▶ [CHALLENGE 1]: Shift the rows from the line with "Keep to two rules. Tag each instance of the dense" up to and including the last row, writing them all out again with their requests and adding 19 to every x and y value in the answer points. Leave the sample points in the requests unchanged.
# start of SOURCE PASSAGE
Unnatural Gas: How Government Made Fracking Profitable


from Dissent magazine:


Unnatural Gas: How Government Made Fracking Profitable (and Left Renewables Behind)
By J. Mijin Cha - June 27, 2013


In his much-anticipated speech on climate change, President Obama proposed smart, modest policies that would help decrease greenhouse gas emissions through support for renewable energy development and increased energy efficiency measures, prepare the country for the climate change that is already occurring, and lead international climate efforts, including phasing out fossil fuel subsides and stopping funding for new coal plants overseas. While he stopped short of proposing anything groundbreaking, such as a carbon tax, the measures would be an improvement over the current climate stalemate.

Yet the president’s continued embrace of natural gas development threatens to counteract any of his proposed climate initiatives. In the speech, Obama continuously mentioned that we are the leading producer of natural gas and proposed advancing production of oil and gas in the Bakken formation (a rock formation beneath parts of Montana, North Dakota, and Canada)—code words for expanding hydraulic fracturing, or fracking, operations. Unfortunately, fracking is not the energy panacea its supporters claim it is. The environmentally destructive nature of the process negates any net greenhouse gas benefit from natural gas. Estimates of the amount of available gas that can be tapped economically widely vary, as highlighted in Timothy Mitchell’s article in Dissent. And while fracking may release deposits of oil and gas that were previously unavailable, there will ultimately still come a time when the finite fossil fuel resources run out.
# end of SOURCE PASSAGE
# start of SOURCE MATERIAL
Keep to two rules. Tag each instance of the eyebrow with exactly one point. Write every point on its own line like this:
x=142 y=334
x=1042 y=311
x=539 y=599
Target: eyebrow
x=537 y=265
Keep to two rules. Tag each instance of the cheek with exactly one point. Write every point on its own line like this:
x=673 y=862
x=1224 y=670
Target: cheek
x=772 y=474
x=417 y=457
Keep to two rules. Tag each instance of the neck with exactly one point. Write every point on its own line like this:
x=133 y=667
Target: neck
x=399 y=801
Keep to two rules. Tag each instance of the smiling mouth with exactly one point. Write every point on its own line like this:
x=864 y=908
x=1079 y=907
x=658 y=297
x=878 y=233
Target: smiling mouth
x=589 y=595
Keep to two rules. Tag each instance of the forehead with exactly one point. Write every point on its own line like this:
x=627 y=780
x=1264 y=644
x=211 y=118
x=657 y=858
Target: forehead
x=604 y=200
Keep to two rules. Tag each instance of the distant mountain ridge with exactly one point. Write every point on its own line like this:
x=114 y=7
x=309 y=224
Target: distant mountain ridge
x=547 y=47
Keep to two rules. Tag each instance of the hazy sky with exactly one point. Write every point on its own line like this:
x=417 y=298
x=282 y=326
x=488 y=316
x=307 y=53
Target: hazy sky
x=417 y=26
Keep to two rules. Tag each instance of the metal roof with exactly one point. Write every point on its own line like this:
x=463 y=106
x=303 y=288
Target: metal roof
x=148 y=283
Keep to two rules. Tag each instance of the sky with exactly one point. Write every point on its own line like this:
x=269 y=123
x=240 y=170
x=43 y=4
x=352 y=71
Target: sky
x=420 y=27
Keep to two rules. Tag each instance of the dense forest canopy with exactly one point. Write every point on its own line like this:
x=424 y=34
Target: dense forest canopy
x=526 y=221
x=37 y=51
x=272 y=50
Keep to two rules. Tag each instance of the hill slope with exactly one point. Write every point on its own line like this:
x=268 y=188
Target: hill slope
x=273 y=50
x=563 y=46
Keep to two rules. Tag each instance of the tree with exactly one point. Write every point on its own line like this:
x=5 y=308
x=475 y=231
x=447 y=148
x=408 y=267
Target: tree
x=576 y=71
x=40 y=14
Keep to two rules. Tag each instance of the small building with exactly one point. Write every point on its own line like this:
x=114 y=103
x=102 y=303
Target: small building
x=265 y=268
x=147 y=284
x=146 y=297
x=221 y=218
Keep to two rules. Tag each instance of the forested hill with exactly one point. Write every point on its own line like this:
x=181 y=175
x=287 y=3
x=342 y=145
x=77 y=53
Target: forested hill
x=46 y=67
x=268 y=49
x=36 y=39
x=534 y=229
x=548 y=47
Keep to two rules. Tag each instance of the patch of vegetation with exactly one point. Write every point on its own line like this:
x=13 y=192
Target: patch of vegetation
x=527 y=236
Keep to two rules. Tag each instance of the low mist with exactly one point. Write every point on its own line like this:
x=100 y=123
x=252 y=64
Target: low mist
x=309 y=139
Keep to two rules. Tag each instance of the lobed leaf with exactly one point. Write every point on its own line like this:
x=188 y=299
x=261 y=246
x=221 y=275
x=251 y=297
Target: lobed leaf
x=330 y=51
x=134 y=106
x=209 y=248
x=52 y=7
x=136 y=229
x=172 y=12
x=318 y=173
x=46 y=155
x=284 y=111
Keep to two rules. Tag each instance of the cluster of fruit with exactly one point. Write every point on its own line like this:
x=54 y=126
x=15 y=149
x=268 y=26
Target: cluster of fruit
# end of SOURCE MATERIAL
▶ [CHALLENGE 2]: Quote the fracking article above word for word, in full.

▶ [ANSWER 1]:
Keep to two rules. Tag each instance of the dense forest canopy with exactly one point. Write every point on its own line like this:
x=424 y=34
Target: dense forest canopy
x=545 y=240
x=56 y=70
x=291 y=69
Keep to two rules. Tag each instance of the hill slope with exactly one point. Write every point on its own line like this:
x=268 y=188
Target: hill slope
x=292 y=69
x=582 y=65
Keep to two rules. Tag each instance of the tree with exactly one point. Write every point on its own line like this:
x=5 y=308
x=475 y=231
x=447 y=148
x=408 y=267
Target: tree
x=595 y=90
x=59 y=33
Keep to two rules. Tag each instance of the small building with exactly one point. Write every point on its own line like this:
x=114 y=103
x=102 y=303
Target: small building
x=284 y=287
x=166 y=303
x=165 y=316
x=240 y=237
Keep to two rules. Tag each instance of the forested hill with exactly one point. Write every point on its own line like this:
x=181 y=175
x=287 y=3
x=342 y=145
x=77 y=53
Target: forested hill
x=65 y=86
x=287 y=68
x=55 y=58
x=553 y=248
x=567 y=66
Keep to two rules. Tag each instance of the patch of vegetation with exactly one point. Write every point on its own line like this:
x=13 y=192
Target: patch of vegetation
x=546 y=255
Keep to two rules. Tag each instance of the low mist with exactly one point. Write every point on its own line like this:
x=100 y=123
x=252 y=64
Target: low mist
x=328 y=158
Keep to two rules. Tag each instance of the lobed leaf with exactly one point. Write every point on its own line like this:
x=188 y=299
x=261 y=246
x=221 y=275
x=251 y=297
Target: lobed leaf
x=349 y=70
x=153 y=125
x=228 y=267
x=71 y=26
x=155 y=248
x=191 y=31
x=337 y=192
x=65 y=174
x=303 y=130
Keep to two rules. Tag each instance of the cluster of fruit with exactly one point. Write every point on its own line like this:
x=54 y=126
x=15 y=149
x=268 y=26
Target: cluster of fruit

▶ [ANSWER 2]:
Unnatural Gas: How Government Made Fracking Profitable


from Dissent magazine:


Unnatural Gas: How Government Made Fracking Profitable (and Left Renewables Behind)
By J. Mijin Cha - June 27, 2013


In his much-anticipated speech on climate change, President Obama proposed smart, modest policies that would help decrease greenhouse gas emissions through support for renewable energy development and increased energy efficiency measures, prepare the country for the climate change that is already occurring, and lead international climate efforts, including phasing out fossil fuel subsides and stopping funding for new coal plants overseas. While he stopped short of proposing anything groundbreaking, such as a carbon tax, the measures would be an improvement over the current climate stalemate.

Yet the president’s continued embrace of natural gas development threatens to counteract any of his proposed climate initiatives. In the speech, Obama continuously mentioned that we are the leading producer of natural gas and proposed advancing production of oil and gas in the Bakken formation (a rock formation beneath parts of Montana, North Dakota, and Canada)—code words for expanding hydraulic fracturing, or fracking, operations. Unfortunately, fracking is not the energy panacea its supporters claim it is. The environmentally destructive nature of the process negates any net greenhouse gas benefit from natural gas. Estimates of the amount of available gas that can be tapped economically widely vary, as highlighted in Timothy Mitchell’s article in Dissent. And while fracking may release deposits of oil and gas that were previously unavailable, there will ultimately still come a time when the finite fossil fuel resources run out.